→ **Do this**
Update the material from the line with "Pick out the red hatchback" up to and including the line with "<point>335,204</point>" by replacing "hatchback" with "sedan" and keeping everything else the same. Return only those lines.

(Recorded data)
....

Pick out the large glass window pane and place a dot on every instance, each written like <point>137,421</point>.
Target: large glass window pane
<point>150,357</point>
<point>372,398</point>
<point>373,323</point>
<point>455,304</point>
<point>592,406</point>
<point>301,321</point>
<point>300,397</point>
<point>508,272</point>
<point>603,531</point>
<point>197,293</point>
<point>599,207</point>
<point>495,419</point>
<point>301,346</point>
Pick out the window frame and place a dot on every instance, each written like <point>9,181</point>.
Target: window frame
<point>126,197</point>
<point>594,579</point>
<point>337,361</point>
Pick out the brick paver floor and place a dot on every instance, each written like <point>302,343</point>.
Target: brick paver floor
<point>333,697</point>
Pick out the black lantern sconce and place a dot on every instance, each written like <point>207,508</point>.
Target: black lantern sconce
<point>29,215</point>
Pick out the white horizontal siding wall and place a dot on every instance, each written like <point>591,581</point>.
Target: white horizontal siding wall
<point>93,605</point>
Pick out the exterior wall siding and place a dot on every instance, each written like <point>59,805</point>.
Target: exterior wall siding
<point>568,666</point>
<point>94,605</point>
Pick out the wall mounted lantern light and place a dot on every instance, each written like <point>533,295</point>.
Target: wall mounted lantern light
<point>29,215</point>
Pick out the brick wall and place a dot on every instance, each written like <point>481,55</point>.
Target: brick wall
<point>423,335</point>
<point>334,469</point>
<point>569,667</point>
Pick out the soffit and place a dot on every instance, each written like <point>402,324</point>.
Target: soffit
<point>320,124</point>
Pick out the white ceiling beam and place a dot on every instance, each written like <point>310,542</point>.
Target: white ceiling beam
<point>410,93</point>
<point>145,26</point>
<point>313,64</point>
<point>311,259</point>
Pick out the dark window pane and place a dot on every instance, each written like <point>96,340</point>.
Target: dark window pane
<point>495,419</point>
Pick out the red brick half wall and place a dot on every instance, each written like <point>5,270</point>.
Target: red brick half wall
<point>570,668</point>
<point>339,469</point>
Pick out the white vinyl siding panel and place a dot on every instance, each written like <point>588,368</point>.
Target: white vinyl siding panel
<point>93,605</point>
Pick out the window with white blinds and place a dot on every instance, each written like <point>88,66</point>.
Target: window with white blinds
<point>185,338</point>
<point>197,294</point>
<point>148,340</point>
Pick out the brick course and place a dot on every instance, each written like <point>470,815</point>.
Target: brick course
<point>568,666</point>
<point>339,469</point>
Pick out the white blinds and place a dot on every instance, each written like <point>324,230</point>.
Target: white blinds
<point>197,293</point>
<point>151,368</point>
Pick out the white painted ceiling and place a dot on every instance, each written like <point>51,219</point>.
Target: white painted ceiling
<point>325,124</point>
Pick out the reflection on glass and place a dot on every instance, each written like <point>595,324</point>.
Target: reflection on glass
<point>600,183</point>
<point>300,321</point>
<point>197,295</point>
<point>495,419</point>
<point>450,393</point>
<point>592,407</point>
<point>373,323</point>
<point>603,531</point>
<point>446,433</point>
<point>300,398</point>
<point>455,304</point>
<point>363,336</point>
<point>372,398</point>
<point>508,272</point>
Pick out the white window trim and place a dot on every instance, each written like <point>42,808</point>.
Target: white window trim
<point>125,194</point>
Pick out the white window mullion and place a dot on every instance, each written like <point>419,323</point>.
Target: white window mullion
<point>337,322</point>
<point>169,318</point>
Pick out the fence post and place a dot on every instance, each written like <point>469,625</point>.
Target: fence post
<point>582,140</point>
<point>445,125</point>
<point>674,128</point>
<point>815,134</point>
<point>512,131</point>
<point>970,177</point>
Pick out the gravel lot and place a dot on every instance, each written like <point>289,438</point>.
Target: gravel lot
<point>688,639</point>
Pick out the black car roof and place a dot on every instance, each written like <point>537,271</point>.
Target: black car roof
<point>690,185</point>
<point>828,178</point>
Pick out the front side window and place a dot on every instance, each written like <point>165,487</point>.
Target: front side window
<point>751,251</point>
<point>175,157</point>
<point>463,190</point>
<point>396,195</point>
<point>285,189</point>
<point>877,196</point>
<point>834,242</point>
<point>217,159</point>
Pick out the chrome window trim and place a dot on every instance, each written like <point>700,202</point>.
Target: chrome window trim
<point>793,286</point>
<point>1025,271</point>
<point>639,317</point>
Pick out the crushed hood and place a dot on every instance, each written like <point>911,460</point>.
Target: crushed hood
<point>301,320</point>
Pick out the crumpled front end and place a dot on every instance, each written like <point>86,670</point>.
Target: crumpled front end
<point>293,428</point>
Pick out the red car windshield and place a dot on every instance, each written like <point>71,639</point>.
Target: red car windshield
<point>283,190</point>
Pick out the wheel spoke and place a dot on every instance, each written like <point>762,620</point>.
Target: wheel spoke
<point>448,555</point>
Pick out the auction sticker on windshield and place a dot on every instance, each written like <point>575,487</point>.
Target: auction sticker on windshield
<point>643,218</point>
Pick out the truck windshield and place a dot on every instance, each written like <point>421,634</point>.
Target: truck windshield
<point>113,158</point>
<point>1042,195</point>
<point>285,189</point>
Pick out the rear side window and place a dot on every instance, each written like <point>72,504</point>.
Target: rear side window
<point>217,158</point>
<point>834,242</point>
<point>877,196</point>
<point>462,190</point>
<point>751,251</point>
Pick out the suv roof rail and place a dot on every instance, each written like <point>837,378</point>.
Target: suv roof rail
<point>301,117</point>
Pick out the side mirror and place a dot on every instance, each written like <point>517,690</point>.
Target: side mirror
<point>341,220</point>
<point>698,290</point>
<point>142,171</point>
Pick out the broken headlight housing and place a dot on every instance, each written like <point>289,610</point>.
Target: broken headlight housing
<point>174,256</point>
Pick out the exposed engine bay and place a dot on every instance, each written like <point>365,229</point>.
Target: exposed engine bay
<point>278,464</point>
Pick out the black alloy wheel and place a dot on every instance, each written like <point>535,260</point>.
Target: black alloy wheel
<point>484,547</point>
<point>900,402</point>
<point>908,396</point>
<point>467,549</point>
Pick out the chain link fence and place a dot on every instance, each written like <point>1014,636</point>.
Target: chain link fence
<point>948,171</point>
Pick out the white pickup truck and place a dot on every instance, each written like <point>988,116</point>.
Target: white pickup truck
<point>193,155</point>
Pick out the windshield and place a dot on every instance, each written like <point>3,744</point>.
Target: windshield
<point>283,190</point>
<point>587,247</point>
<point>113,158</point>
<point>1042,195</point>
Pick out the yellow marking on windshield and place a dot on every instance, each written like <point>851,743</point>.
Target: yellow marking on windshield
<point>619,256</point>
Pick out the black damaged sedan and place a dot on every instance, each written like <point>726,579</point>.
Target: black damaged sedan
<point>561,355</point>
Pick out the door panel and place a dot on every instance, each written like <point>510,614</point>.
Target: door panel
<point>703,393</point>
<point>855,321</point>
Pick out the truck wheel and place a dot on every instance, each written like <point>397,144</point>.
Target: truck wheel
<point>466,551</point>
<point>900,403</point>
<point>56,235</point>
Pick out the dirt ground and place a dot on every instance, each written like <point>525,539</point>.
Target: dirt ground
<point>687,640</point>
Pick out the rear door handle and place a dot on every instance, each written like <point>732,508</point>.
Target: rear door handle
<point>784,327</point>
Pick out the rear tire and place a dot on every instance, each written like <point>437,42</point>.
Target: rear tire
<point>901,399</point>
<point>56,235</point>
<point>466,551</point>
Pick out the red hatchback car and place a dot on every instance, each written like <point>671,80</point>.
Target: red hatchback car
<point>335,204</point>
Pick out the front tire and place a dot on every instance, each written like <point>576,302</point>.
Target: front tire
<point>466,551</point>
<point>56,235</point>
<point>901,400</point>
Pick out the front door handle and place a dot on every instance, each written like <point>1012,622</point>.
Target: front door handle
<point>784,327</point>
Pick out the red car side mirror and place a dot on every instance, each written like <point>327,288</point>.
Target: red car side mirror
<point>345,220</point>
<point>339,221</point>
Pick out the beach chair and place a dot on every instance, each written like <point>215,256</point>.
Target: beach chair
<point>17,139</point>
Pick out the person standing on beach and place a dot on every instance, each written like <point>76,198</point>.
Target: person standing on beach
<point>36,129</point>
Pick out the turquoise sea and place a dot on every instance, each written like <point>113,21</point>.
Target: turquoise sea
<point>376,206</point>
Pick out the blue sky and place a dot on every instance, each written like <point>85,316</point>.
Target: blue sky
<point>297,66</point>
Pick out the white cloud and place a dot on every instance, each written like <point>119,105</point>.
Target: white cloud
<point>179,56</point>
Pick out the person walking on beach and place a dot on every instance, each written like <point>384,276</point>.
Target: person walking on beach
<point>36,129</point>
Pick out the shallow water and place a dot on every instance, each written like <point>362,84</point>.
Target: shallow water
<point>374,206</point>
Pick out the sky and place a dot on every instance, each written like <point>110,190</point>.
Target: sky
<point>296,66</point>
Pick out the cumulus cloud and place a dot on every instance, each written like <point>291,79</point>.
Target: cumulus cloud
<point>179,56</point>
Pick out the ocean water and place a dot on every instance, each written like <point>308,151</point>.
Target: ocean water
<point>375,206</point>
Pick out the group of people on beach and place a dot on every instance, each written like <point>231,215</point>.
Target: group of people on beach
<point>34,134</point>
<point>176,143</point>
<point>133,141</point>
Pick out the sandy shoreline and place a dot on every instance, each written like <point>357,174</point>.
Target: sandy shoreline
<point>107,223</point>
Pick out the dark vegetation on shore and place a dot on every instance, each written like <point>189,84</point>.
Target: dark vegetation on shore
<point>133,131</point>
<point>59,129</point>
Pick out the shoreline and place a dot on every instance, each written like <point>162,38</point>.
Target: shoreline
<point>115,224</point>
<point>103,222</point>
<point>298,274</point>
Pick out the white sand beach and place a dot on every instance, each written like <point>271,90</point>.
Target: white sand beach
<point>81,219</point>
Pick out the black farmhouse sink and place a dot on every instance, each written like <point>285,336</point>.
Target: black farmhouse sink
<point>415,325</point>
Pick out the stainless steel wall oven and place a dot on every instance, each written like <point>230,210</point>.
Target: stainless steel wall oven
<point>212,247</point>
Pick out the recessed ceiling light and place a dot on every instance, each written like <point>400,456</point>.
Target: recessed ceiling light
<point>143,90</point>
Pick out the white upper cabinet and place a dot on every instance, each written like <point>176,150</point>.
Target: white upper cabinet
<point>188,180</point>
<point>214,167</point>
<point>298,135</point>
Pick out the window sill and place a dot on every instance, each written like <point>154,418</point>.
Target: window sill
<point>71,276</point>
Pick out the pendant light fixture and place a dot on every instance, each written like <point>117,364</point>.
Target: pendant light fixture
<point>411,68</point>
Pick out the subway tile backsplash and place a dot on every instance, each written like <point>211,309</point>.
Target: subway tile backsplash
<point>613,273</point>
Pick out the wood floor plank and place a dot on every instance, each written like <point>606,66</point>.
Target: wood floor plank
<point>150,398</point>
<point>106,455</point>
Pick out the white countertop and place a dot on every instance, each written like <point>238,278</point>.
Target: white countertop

....

→ **Task result**
Pick out the red sedan car and place a dot on every instance, each written like <point>671,80</point>.
Target: red sedan car
<point>335,204</point>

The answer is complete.